Being fourteen years old was one of the most exciting times of my life. Not quite old enough to fully step into adulthood, but old enough to experience many of its enchantments and brush up against the young man I was going to be, it contained the best of both worlds. Part of me also understood in a way that none of my peers seemed to understand, how lucky we were to be just fourteen, and still clinging to the innocence and hope and happiness that childhood, at its best, affords to the fortunate. 

When my niece and nephew turned fourteen, I advised that they make the most of it, embrace each day, and savor this time in their lives. They’ve already been touched by loss in ways that I hadn’t at that age, so perhaps it’s too late. That’s still sound advice for any age, and I should probably take more of it myself. With the tenderness of that time in my mind, I threw them their first grown-up dinner party, and invited their respective boyfriend and girlfriend, whom I had not met. Every dinner party should have elements of excitement, awkwardness, sparkle, and uncertainty. (And meeting me for the first time usually has all of that and more.)

----------

▸ AIM OF THE EXERCISE
Can you echo the passage about being fourteen word for word, from "Being fourteen years" up to and including "to the fortunate."?

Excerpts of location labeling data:
----------

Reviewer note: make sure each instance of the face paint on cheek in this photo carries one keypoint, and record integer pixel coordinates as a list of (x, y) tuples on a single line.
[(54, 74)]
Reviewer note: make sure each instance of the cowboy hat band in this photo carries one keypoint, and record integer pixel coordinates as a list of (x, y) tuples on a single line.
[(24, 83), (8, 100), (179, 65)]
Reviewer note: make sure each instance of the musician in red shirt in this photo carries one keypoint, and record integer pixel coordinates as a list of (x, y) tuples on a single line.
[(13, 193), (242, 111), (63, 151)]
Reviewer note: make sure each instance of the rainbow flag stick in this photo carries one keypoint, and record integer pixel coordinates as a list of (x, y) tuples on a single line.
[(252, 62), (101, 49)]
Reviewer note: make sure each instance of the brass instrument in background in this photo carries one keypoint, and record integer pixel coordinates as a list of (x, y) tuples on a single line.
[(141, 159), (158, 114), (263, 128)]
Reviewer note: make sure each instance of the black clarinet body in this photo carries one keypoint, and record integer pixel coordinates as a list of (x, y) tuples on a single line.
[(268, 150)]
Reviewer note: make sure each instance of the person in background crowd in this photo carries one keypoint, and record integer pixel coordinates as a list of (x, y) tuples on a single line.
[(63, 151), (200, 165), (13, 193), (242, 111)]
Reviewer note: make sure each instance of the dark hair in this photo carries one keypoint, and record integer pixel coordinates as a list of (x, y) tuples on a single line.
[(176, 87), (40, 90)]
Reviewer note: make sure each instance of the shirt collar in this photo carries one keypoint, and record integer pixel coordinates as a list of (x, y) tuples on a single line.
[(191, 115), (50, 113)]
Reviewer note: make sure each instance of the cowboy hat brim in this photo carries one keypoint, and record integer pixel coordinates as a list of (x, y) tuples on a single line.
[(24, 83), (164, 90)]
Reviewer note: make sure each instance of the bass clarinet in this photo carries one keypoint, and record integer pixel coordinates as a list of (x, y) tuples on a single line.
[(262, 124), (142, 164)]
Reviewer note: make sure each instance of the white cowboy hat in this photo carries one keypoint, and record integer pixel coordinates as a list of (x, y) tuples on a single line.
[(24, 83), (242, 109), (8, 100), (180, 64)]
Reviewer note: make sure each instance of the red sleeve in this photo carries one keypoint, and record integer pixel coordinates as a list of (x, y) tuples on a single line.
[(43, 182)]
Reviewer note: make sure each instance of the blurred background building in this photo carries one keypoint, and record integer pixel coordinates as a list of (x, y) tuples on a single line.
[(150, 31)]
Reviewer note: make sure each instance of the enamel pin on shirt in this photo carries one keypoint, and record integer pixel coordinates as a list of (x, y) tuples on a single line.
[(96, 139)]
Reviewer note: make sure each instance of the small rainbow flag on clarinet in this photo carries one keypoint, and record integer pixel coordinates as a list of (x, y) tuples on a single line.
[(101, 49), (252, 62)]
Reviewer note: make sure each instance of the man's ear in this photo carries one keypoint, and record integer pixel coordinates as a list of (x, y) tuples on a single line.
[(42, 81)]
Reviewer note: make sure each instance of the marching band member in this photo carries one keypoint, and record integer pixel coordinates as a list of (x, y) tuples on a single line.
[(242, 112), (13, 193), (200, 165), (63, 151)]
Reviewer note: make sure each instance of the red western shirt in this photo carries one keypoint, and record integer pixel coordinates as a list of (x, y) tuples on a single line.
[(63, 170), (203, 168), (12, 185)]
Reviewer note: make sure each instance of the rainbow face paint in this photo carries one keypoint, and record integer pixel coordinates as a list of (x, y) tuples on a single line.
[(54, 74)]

----------

▸ RESULT
Being fourteen years old was one of the most exciting times of my life. Not quite old enough to fully step into adulthood, but old enough to experience many of its enchantments and brush up against the young man I was going to be, it contained the best of both worlds. Part of me also understood in a way that none of my peers seemed to understand, how lucky we were to be just fourteen, and still clinging to the innocence and hope and happiness that childhood, at its best, affords to the fortunate.